> EXTRACTED TEXT
>>>>
Extra-gonadal yolk sac tumors (YSTs) are rare and generally associated with poor outcomes. Involvement of the seminal vesicles is extremely rare with only one previously described case. We report a case of a primary YST of the seminal vesicles and discuss the management strategy.

Keywords: Hematospermia, seminal vesicles, yolk sac tumor


How to cite this article:
Gill JD, Bhattarai S, Patel CN, Paul AB. Yolk sac tumor of the seminal vesicles: A rare malignant cause of hematospermia. Urol Ann 2015;7:107-8

How to cite this URL:
Gill JD, Bhattarai S, Patel CN, Paul AB. Yolk sac tumor of the seminal vesicles: A rare malignant cause of hematospermia. Urol Ann [serial online] 2015 [cited 2020 May 30];7:107-8. Available from: http://www.urologyannals.com/text.asp?2015/7/1/107/148646


   Introduction Top


Yolk sac tumors (YSTs) are most commonly found in children and usually arise from the ovary or testis. Extra-gonadal YSTs are rare and generally associated with poor outcomes. Seminal vesicle involvement with YST is rarer still, with only one previously described case. We report a case of a primary YST of the seminal vesicles in a patient who had previously undergone orchidectomy for classical seminoma.
<<<<
> WHAT TO DO
• A. Translate this sentence from the case report into Spanish: "Yolk sac tumors (YSTs) are most commonly found in children and usually arise from the ovary or testis."
• B. According to the case report, what procedure had the patient undergone before the yolk sac tumor of the seminal vesicles was found?
• C. List every author named in the citation of the case report.

> DATA
>>>>
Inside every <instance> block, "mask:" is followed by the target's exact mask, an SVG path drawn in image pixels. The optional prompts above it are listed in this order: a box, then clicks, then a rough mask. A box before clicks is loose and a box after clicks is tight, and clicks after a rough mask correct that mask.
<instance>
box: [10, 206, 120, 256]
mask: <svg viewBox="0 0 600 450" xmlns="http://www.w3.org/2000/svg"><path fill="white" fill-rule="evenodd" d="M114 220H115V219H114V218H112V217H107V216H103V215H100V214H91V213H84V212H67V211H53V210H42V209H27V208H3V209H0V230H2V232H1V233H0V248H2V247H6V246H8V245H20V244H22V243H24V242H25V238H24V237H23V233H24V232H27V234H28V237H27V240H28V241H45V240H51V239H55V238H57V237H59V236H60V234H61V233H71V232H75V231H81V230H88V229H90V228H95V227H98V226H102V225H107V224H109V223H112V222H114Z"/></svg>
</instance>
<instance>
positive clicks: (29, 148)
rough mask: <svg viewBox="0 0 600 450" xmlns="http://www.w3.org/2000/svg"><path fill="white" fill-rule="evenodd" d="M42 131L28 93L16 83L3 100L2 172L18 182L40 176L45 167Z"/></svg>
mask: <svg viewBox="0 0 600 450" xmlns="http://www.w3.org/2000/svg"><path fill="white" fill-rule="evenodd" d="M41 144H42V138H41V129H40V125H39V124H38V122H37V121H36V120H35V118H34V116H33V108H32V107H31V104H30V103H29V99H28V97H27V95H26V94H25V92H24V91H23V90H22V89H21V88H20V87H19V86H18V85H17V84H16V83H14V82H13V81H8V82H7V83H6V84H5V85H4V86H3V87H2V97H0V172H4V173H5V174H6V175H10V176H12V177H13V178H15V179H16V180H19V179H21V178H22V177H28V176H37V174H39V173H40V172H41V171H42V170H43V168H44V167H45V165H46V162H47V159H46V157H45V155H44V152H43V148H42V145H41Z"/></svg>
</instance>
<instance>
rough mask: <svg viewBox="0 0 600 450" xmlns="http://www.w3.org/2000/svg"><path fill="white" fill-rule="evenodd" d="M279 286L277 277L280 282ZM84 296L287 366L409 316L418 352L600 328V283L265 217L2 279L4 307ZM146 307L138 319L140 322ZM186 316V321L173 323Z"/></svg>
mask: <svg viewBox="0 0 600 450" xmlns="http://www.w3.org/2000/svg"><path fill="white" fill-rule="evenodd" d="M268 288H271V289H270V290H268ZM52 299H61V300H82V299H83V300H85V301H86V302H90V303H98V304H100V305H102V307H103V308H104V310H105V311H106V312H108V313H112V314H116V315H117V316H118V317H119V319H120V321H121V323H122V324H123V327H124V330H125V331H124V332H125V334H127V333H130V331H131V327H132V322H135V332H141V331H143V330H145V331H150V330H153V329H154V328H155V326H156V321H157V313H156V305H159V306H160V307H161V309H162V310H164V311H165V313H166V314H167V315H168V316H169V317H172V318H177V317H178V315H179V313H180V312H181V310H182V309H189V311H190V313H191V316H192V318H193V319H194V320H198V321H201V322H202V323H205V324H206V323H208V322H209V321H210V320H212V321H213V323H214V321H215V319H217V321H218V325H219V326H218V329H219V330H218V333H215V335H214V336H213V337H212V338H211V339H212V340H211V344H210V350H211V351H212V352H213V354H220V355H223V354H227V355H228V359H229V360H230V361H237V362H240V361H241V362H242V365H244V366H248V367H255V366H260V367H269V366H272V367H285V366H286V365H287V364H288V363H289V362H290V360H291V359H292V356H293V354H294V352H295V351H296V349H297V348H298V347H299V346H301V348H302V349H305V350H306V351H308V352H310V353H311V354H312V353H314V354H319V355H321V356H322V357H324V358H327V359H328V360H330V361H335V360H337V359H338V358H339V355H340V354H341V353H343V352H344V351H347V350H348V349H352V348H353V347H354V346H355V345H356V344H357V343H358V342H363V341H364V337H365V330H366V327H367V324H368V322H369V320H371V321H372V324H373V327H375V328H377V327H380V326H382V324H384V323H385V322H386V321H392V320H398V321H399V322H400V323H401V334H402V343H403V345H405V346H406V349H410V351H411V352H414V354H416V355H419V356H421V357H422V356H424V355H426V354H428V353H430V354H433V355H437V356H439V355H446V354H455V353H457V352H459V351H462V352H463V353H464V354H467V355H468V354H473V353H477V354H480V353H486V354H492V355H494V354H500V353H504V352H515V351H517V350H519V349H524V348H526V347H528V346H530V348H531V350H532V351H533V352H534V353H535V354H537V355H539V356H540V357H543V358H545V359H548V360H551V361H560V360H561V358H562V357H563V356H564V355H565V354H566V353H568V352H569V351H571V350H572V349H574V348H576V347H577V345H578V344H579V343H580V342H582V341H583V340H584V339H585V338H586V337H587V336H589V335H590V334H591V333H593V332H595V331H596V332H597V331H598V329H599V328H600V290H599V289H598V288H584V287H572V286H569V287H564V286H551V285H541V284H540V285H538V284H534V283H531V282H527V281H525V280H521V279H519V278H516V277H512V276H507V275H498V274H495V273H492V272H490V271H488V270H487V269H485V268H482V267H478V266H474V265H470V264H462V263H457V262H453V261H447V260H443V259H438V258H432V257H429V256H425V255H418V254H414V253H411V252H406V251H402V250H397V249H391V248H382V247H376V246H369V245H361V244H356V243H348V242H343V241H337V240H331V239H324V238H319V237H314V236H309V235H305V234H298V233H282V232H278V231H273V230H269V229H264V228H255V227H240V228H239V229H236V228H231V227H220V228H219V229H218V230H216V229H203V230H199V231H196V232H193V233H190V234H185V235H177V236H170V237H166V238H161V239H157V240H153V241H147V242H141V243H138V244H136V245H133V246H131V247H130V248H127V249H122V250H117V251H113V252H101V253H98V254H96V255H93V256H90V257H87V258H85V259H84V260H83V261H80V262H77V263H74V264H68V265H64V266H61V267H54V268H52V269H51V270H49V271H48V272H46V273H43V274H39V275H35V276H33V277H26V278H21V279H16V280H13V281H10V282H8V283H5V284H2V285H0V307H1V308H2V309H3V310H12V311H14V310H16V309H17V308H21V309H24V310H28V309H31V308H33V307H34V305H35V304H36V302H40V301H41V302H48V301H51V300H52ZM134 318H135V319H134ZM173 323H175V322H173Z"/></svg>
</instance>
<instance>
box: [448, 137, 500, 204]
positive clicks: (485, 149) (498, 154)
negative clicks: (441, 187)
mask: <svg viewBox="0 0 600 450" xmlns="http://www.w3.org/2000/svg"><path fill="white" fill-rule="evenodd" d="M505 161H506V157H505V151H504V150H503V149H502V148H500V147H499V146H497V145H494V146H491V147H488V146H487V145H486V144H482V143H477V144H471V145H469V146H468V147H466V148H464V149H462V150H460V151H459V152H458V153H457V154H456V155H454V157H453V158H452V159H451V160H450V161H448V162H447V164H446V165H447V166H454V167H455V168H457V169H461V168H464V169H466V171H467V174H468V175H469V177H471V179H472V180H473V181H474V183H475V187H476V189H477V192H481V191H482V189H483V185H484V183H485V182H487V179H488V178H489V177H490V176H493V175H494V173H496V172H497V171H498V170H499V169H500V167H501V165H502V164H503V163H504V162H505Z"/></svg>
<<<<
> ANSWERS FOR THIS EXERCISE
• A. Los tumores del saco vitelino (TSV) se encuentran con mayor frecuencia en niños y suelen originarse en el ovario o el testículo.

• B. Orchidectomy for classical seminoma.

• C. Gill JD, Bhattarai S, Patel CN, Paul AB